Rivista "IBC" XXVI, 2018, 4

territorio e beni architettonici-ambientali / progetti e realizzazioni, storie e personaggi

Riflessioni sulla copia perfetta di un originale scomparso attraverso un’esposizione e un libro.
L’air du temps

Lorenza Bolelli
[IBC]

Che periodo gli anni ’70 a Bologna! Protesta e innovazione caratterizzano la vita sociale e culturale. Una città in cui anche l’architettura si respira.

Attraversata da un vivace dibattito culturale, la città vuole lasciarsi alle spalle la tradizione costruttiva che ha delineato i caratteri della città storica per sposare pienamente l’architettura contemporanea, disegnando così la nuova morfologia urbana della città “adagiata sui colli”. Il cambiamento inizia con l’arrivo della “nuova architettura” e da lì in poi, nulla sarà più come prima; inizia proprio tra la metà degli anni ’60 una felice stagione per l’architettura della seconda metà del Novecento a Bologna.

Obiettivo: Secondo l'articolo sull'architettura a Bologna, in quale periodo ha inizio una felice stagione per l'architettura della seconda metà del Novecento nella città? L'elenco non interviene in alcun modo in questo esercizio.

Dati estratti:
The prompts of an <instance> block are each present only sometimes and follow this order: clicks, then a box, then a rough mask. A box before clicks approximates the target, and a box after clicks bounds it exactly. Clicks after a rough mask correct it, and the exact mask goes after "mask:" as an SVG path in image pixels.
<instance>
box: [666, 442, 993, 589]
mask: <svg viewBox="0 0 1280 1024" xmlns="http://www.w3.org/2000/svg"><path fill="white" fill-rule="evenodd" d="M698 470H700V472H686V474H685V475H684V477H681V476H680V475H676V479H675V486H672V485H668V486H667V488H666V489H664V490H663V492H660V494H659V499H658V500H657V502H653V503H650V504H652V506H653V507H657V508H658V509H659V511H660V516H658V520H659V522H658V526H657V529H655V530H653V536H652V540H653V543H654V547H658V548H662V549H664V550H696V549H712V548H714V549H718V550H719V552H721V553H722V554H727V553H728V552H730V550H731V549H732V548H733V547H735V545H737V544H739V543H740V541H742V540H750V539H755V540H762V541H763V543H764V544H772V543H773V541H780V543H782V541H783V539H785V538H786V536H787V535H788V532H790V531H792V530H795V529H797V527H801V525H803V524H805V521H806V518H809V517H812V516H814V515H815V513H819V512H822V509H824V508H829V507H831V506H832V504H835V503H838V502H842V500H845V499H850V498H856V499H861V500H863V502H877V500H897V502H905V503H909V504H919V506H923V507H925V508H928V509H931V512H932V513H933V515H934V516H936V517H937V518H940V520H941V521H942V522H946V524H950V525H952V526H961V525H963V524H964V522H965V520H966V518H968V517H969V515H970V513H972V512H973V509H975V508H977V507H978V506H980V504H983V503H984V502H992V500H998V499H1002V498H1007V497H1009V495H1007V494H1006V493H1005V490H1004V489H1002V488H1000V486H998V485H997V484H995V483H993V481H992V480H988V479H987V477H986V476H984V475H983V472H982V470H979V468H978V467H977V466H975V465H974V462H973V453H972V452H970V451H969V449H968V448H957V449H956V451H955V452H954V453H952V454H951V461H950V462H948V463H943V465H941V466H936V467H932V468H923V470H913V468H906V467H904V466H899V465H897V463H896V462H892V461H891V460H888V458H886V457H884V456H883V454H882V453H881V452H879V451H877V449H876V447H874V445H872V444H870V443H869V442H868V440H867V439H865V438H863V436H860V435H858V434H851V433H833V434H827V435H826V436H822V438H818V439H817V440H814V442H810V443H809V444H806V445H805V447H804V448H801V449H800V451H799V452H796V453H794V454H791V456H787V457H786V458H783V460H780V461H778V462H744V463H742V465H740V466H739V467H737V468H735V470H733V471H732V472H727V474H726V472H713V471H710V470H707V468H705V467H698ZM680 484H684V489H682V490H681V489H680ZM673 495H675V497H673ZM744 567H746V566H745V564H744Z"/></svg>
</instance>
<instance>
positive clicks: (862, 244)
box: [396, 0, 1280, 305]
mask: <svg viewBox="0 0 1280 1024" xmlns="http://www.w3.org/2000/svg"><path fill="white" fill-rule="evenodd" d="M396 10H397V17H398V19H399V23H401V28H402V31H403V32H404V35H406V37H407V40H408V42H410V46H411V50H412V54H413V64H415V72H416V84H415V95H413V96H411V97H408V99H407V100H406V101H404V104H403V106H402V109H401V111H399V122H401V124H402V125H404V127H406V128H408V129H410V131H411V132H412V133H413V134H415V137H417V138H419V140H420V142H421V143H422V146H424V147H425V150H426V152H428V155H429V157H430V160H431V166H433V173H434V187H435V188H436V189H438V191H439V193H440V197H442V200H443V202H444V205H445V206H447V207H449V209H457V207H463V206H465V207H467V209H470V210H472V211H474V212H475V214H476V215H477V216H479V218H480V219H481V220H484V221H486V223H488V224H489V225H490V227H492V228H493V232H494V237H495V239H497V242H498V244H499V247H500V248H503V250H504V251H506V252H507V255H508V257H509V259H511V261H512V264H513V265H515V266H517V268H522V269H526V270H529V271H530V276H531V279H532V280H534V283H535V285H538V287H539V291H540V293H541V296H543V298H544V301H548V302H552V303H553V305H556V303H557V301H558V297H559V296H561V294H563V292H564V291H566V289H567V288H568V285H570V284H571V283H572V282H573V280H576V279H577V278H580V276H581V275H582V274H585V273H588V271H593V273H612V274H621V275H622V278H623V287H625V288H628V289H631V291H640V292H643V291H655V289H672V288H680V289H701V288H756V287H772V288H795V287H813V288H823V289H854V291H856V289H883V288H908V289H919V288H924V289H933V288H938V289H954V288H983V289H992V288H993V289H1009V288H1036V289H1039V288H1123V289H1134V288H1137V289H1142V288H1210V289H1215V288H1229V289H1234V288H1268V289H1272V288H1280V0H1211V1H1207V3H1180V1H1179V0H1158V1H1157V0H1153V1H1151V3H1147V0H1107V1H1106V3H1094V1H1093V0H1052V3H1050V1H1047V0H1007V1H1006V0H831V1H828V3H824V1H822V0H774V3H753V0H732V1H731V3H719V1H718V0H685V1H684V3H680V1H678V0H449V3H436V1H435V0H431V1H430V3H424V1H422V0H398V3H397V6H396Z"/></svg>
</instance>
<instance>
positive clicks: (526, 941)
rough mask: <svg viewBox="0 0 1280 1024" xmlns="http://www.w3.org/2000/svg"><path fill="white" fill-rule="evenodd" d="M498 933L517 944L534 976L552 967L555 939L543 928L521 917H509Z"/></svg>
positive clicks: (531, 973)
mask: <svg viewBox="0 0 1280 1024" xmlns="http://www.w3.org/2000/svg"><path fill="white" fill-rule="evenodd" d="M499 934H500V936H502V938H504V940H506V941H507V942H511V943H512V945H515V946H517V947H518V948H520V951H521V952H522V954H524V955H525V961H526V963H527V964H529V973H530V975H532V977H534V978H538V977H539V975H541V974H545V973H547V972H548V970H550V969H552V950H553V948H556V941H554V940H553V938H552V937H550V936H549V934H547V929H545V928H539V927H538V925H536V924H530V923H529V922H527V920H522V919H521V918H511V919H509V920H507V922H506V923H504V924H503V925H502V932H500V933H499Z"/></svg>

Risposta: Tra la metà degli anni ’60.